WORK TO COMPLETE: Show every line of the listing below that contains the word "ball".

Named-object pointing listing
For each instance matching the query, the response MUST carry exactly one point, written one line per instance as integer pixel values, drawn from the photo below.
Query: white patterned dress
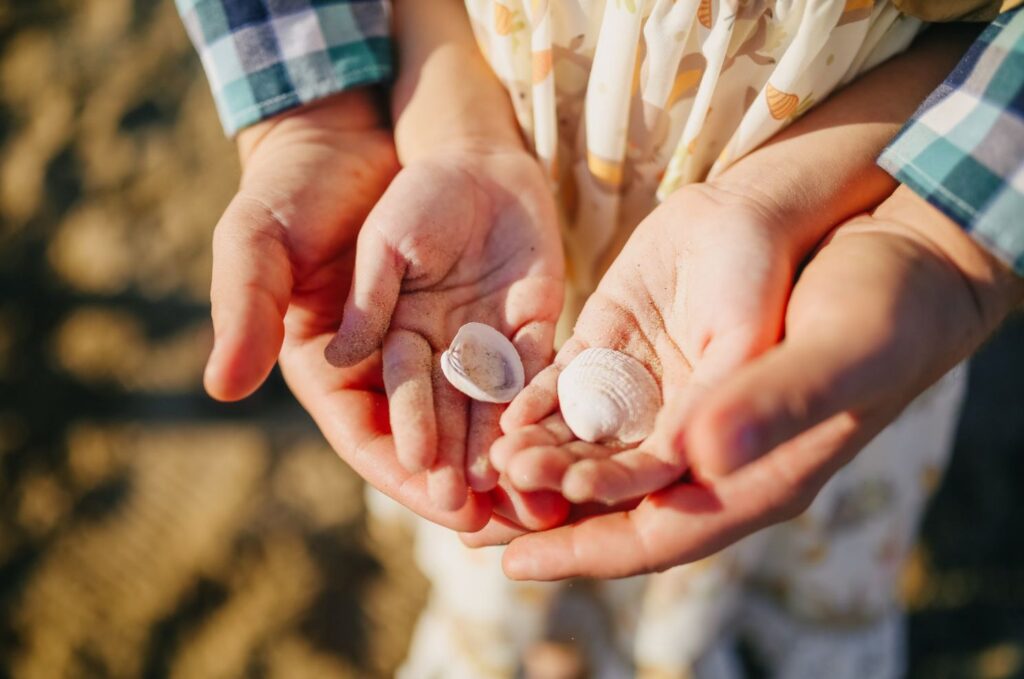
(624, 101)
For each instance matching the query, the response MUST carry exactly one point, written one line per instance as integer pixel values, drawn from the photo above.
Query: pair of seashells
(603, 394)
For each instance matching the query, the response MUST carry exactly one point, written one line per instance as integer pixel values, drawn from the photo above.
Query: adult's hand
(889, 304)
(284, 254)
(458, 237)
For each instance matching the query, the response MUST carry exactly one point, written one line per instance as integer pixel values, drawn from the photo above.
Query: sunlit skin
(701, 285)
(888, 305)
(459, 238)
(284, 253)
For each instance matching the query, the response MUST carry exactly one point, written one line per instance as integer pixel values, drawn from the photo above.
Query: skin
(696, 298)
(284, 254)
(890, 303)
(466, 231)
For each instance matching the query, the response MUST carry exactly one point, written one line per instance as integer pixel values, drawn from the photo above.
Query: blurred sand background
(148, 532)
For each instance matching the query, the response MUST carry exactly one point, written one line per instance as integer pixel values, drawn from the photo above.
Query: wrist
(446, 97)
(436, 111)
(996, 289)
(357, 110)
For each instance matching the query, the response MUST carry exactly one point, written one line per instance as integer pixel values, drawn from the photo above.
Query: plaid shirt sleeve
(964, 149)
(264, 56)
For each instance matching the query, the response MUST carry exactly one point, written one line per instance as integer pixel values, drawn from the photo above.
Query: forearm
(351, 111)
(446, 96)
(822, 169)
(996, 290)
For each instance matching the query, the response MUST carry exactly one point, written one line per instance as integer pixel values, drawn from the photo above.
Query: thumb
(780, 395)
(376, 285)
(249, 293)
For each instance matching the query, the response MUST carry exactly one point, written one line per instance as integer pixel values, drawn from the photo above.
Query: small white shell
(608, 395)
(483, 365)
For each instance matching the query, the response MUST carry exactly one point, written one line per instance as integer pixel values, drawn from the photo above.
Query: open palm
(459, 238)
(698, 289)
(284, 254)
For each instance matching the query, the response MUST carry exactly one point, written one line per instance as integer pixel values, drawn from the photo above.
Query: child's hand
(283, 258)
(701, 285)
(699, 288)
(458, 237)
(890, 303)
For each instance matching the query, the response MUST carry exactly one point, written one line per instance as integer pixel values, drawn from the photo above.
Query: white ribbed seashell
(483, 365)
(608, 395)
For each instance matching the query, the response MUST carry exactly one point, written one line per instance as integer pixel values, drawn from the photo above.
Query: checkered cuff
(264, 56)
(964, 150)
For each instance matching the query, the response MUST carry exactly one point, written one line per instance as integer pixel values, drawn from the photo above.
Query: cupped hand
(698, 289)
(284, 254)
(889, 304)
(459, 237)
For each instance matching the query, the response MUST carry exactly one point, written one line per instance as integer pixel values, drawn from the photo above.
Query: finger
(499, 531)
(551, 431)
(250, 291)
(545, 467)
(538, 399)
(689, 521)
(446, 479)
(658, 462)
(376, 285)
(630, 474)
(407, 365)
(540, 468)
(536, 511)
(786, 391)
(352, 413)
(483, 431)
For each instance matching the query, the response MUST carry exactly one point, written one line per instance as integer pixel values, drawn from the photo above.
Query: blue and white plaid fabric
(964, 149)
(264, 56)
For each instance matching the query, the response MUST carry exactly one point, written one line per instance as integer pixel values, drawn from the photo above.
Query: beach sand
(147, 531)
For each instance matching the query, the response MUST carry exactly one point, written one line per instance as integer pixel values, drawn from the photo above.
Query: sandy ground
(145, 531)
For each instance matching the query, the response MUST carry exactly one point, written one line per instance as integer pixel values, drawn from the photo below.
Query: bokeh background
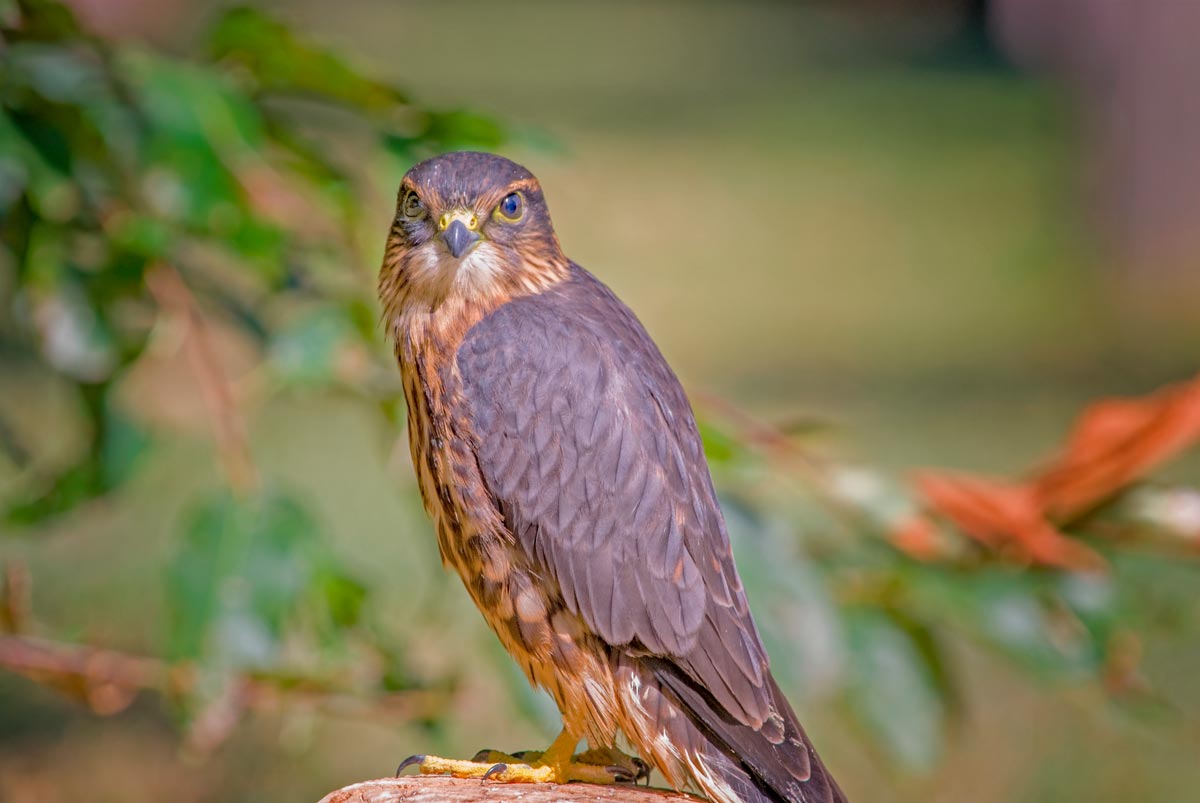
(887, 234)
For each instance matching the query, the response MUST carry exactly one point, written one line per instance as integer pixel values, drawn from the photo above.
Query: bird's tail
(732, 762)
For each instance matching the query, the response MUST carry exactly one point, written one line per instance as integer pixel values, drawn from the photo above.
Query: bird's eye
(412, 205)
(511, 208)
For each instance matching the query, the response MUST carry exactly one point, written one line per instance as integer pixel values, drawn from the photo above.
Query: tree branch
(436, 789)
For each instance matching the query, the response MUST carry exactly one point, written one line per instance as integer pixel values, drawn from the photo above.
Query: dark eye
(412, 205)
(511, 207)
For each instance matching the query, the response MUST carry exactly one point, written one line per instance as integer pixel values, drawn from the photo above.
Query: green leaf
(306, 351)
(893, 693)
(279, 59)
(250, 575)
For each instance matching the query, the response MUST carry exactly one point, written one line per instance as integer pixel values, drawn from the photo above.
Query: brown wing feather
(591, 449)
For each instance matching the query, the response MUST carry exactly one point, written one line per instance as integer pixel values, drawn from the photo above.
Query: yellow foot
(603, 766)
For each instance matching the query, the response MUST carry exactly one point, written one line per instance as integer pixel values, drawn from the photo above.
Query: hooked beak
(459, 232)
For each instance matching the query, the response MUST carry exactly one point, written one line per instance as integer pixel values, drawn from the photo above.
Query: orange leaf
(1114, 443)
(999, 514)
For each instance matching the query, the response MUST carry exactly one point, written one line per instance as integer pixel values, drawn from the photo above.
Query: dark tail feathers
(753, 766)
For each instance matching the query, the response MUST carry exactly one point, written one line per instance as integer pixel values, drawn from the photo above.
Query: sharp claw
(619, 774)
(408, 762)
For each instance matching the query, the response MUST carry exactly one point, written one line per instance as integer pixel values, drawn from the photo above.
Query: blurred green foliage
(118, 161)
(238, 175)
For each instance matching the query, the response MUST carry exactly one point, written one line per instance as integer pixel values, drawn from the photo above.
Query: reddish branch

...

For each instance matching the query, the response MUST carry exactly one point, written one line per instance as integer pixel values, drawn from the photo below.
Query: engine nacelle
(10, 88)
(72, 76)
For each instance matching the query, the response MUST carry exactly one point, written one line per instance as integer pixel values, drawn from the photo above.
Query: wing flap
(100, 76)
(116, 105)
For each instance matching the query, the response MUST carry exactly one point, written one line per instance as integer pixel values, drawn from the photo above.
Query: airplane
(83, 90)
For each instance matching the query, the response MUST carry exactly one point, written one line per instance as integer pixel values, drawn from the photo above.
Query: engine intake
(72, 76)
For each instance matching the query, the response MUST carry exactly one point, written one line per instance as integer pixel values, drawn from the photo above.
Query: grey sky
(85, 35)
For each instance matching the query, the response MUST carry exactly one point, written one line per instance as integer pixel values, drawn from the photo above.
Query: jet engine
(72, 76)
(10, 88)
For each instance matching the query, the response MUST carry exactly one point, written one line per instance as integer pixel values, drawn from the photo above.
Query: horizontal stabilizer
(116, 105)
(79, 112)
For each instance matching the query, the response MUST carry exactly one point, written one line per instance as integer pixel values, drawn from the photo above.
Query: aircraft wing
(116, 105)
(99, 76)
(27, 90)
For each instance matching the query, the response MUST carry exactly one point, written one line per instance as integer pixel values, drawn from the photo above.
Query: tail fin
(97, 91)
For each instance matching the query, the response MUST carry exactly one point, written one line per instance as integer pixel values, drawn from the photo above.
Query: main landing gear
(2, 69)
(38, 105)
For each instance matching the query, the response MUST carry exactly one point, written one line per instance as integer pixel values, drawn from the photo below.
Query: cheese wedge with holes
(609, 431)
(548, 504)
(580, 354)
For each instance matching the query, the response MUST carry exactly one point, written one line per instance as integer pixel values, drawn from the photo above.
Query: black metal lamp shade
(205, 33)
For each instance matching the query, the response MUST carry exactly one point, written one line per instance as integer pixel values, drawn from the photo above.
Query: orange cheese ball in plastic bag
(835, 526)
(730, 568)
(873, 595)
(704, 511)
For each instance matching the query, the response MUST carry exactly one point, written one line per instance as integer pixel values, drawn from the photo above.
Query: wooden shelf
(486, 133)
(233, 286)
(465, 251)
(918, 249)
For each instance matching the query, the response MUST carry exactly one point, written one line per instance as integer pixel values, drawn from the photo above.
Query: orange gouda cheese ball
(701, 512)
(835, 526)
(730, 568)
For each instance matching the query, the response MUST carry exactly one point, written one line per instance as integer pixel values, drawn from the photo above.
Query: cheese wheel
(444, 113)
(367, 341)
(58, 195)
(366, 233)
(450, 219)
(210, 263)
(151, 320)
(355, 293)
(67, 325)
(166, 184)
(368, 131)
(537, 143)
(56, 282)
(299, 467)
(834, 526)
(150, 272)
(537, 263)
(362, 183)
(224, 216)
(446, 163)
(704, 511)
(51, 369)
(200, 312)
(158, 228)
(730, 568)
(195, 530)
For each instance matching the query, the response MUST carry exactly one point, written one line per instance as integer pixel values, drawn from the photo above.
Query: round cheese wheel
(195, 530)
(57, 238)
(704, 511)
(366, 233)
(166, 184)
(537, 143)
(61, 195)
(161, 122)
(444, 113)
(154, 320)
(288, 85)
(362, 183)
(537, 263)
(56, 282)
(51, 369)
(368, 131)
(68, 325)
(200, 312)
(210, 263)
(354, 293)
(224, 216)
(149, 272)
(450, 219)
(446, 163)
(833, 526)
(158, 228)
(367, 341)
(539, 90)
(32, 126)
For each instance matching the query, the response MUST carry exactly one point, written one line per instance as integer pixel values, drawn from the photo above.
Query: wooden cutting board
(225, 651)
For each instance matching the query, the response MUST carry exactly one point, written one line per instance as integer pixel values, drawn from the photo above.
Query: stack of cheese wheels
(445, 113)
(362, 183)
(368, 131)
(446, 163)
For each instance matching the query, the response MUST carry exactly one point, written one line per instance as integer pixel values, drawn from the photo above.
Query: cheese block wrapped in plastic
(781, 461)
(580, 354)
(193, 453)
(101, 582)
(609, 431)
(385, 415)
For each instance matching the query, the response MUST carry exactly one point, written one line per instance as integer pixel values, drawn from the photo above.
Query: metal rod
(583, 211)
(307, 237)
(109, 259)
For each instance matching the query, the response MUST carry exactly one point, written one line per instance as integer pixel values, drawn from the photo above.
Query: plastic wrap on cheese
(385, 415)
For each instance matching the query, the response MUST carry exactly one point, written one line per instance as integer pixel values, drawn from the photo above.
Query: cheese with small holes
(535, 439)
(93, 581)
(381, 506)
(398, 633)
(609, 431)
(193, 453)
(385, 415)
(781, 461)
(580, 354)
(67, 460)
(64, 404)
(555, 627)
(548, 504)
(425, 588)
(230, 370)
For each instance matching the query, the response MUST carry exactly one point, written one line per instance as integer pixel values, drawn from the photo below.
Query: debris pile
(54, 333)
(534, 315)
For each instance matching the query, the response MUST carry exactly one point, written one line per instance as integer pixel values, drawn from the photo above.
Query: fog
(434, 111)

ANSWER FOR THE TASK:
Query: orange cheese ball in plastic bag
Query: orange gouda cheese ball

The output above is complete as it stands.